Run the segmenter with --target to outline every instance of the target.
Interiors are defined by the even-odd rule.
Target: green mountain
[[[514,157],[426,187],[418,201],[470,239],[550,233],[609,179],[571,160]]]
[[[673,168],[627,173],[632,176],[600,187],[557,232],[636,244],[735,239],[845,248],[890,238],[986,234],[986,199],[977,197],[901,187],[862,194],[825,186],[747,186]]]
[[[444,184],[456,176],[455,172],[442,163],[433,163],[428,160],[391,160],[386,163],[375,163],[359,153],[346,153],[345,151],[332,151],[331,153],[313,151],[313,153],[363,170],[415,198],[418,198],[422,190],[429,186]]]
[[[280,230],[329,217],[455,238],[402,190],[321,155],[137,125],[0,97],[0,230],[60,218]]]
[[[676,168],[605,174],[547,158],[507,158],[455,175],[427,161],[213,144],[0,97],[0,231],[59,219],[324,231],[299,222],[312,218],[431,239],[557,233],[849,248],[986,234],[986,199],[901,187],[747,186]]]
...
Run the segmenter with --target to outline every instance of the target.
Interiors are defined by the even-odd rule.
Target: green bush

**Written exercise**
Which lines in the items above contain the word "green"? Return each of them.

**Correct answer**
Target: green mountain
Target: green bush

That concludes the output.